- _ESTRATTO DEL DOCUMENTO_:

..............................

Questo è il progetto di Livio Neri, Andrea Serri e di un gruppo di amici-istruttori che credono in un minibasket e in una pallacanestro diversa, fatta di amicizia, rispetto ed agonismo, che ti insegna i giusti comportamenti nella vita prima che in palestra. Astenersi perditempo.



venerdì 29 luglio 2011

Una piccola lezione di storia



(nella foto Luca Bezzi, uno dei tanti giocatori usciti dal Basket 84 che indossa la casacca storica bianca e rossa e Nicola Caroli, giovane di belle speranze con la divisa Basket Ravenna Piero Manetti. L’iniziativa serviva per raccogliere fondi e ricordare quell’avventura)

La storia che sto per raccontare ve la possono narrare anche gli altri protagonisti della vicenda. E comunque, se non vi fidate delle fonti orali, ci sono comunque quelle scritte. Infatti, nel libro di Bottaro, Petruio, Strocchi (1990), Storia del basket a Ravenna, Longo editore, Ravenna, pag. 116 e seguenti sono raccontate queste vicende.
Io, all’epoca, compivo 13 anni (ero alto 1,78) ed avevo appena terminato la mia prima stagione agonistica.
Ma andiamo per ordine. Ad ottobre 1983 decisi di andare in palestra per la prima volta, francamente solo per fare un favore al mio compagno di banco, Marco Genovese, oggi stimato assicuratore, il quale mi ripeteva: “Ma sei così alto, perché non vieni a giocare a basket?”. In quel periodo avevo un rapporto diverso con lo sport: con la motivazione più grande del mondo, infatti, avevo iniziato a giocare a calcio a Porto Fuori. Da settembre a gennaio, caldo, pioggia o gelo a scelta, mi allenavo come un matto. Ma non giocavo mai un minuto in partita, nemmeno in amichevole. Tutte le volte che arrivavo al campo il Mister mi diceva “Oggi tanto giochiamo tutti!”, ma io scaldavo sempre la panchina. Questi episodi sono talmente vividi nella mia mente che come coach, 5 minuti di gioco oggi non li nego mai a nessuno; se un bambino si è allenato al massimo delle sue possibilità e si è meritato la convocazione deve vedere il campo almeno un po’. Certo, non ero Maradona, ma che danno potevo fare in una squadra che perdeva regolarmente?

..............................

- _RECORD DI DATI_:
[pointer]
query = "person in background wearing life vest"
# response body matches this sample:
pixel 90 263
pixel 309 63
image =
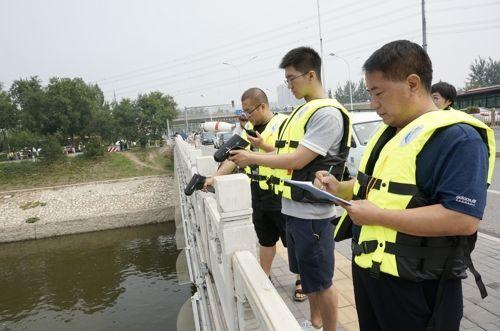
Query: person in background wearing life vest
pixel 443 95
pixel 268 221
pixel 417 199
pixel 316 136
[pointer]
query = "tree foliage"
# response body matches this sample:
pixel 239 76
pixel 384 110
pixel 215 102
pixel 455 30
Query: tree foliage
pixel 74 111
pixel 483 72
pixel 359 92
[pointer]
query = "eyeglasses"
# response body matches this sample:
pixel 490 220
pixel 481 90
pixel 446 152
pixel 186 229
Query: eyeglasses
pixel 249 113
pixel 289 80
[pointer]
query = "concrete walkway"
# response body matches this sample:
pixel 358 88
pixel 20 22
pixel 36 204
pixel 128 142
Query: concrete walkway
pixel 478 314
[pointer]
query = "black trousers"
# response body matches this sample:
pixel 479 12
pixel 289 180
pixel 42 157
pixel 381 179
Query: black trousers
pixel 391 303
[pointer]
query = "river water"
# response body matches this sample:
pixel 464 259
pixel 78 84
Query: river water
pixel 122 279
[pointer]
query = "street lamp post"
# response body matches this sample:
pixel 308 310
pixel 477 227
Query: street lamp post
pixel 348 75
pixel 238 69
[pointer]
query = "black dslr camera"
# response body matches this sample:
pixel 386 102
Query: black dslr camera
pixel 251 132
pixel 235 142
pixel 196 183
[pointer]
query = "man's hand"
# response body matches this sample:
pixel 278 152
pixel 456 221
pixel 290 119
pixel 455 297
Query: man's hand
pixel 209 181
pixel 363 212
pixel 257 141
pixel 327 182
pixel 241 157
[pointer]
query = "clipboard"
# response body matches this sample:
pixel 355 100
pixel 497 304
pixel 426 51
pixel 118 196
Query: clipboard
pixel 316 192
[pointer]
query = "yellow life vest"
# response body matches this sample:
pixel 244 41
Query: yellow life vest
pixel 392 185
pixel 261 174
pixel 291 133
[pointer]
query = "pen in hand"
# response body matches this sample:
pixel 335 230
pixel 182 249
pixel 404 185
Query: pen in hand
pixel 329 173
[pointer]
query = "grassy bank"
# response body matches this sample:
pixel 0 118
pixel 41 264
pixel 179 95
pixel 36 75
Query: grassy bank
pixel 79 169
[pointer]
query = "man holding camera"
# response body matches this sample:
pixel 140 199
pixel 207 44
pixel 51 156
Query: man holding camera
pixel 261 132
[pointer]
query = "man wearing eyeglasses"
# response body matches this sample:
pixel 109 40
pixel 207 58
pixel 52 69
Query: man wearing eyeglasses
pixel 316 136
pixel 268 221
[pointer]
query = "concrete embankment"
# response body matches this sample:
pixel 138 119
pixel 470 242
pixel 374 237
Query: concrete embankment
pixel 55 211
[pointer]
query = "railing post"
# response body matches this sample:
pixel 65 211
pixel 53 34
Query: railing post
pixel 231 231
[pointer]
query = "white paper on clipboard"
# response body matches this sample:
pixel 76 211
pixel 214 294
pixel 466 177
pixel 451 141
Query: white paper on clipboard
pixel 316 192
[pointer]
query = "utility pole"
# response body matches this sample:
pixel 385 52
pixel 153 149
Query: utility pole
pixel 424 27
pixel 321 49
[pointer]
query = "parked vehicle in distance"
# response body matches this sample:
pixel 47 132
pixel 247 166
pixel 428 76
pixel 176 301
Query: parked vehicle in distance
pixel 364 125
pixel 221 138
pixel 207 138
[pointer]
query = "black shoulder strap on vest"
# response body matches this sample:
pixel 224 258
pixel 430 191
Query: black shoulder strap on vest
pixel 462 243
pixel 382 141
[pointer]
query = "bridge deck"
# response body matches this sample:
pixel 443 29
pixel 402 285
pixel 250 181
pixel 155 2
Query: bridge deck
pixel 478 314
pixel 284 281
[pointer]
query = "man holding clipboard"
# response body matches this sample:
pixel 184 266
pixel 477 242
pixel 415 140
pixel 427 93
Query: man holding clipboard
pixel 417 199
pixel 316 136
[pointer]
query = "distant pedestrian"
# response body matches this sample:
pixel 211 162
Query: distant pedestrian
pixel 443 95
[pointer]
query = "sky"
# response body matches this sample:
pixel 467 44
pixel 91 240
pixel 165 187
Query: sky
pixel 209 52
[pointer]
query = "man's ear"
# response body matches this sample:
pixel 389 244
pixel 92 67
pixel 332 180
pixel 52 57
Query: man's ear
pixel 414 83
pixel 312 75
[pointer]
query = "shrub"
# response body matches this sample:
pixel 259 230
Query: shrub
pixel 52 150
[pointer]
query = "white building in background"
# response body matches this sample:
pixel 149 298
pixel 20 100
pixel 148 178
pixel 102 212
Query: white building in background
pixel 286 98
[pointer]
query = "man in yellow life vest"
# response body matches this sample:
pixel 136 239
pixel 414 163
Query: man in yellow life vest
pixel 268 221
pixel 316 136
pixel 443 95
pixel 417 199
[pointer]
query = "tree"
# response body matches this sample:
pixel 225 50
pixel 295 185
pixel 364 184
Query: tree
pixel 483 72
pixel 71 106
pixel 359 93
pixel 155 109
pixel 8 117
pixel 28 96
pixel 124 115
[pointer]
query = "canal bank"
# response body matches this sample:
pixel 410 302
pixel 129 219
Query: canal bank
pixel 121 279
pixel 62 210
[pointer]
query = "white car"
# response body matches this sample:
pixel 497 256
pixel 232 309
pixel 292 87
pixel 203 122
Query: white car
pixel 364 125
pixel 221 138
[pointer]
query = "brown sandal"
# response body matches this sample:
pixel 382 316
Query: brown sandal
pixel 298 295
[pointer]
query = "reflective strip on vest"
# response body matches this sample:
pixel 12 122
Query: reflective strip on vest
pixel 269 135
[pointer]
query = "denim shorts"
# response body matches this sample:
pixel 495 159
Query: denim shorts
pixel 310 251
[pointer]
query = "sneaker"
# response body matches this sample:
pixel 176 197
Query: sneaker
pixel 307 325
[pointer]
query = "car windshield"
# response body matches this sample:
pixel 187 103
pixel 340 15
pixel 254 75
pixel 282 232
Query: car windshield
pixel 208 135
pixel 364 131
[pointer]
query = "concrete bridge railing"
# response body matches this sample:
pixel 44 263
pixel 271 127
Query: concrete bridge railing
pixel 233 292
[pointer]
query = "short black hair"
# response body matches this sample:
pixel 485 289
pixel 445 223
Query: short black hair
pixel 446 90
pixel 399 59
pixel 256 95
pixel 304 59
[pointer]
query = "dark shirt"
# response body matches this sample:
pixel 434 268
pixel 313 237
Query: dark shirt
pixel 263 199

..............................

- _LAVORO RICHIESTO_:
Prosegui il racconto «Una piccola lezione di storia», sui primi passi nel basket, partendo subito dopo l'ultima frase riportata.

- _RISPOSTA ALL'ESERCIZIO_:
Alla fine fui costretto a smettere. Così, per paura di scottarmi di nuovo, decisi di prendere le distanze dallo sport. I miei amici, però, continuavano a tirarmi da una parte o dall’altra per farmi provare le loro discipline sportive preferite, ma il più constante fu Marco, che oggi ringrazio pubblicamente.
Mi presi un periodo sabbatico da gennaio a ottobre e poi provai il basket. Iniziai a giocare e fu amore a prima vista. Il mio coach era Mingo e quell’anno vincemmo il campionato. Non ce ne rendemmo nemmeno conto, ma contava solo stare insieme. I miei amici diventarono quelli della palestra, la domenica mattina smisi di andare alla messa delle 10:30, optando per quella delle 8:30, perché alle 11 su Italia 1 c’era l’Nba con Dan Peterson, i 76ers, Doctor J, Magic e compagnia che nel frattempo erano diventati i miei idoli. Superbasket era diventato il mio compagno di merende.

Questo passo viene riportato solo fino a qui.